**Task requirements:** Transcribe the entire listing exactly as it appears.
Segment Start: Data for processing
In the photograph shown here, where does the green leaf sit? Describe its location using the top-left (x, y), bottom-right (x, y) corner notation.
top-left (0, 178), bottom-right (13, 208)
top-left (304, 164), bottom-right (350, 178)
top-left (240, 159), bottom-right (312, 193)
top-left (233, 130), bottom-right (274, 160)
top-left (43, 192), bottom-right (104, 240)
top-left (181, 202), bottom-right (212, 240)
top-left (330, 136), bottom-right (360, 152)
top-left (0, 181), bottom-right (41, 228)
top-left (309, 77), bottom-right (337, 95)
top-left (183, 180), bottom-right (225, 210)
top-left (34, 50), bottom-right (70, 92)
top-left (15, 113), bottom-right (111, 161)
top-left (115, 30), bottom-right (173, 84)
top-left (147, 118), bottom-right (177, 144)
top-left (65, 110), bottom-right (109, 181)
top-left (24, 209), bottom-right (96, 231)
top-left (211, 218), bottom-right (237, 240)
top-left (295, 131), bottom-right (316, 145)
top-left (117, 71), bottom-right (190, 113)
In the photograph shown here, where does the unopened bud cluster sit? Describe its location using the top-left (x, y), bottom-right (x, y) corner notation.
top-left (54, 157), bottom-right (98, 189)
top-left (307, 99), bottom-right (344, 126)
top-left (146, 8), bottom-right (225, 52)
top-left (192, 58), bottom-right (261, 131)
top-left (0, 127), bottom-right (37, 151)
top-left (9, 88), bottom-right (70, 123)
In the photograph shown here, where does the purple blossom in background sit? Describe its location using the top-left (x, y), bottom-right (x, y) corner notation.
Segment End: Data for processing
**Exercise output:**
In the photograph shown here, where does the green leaf sit? Describe its location using the top-left (x, y), bottom-right (x, y) corner notation.
top-left (0, 178), bottom-right (13, 208)
top-left (304, 164), bottom-right (350, 178)
top-left (240, 159), bottom-right (312, 193)
top-left (233, 130), bottom-right (274, 160)
top-left (43, 192), bottom-right (104, 240)
top-left (181, 202), bottom-right (212, 240)
top-left (330, 136), bottom-right (360, 152)
top-left (0, 181), bottom-right (41, 228)
top-left (309, 77), bottom-right (337, 95)
top-left (183, 180), bottom-right (225, 210)
top-left (34, 50), bottom-right (70, 92)
top-left (15, 113), bottom-right (111, 161)
top-left (115, 30), bottom-right (173, 84)
top-left (147, 118), bottom-right (177, 144)
top-left (65, 110), bottom-right (109, 181)
top-left (24, 209), bottom-right (96, 231)
top-left (211, 218), bottom-right (237, 240)
top-left (295, 131), bottom-right (316, 145)
top-left (117, 71), bottom-right (190, 113)
In the photograph shown here, where does the unopened bud cluster sit? Describe its location using the top-left (x, y), bottom-right (x, y) corner notation.
top-left (54, 157), bottom-right (98, 189)
top-left (307, 99), bottom-right (344, 126)
top-left (146, 8), bottom-right (225, 52)
top-left (192, 58), bottom-right (261, 131)
top-left (0, 127), bottom-right (37, 151)
top-left (9, 88), bottom-right (70, 123)
In the photograph shown here, where does the purple blossom in background sit? Describe its location using the top-left (x, y), bottom-right (x, y) corner notation.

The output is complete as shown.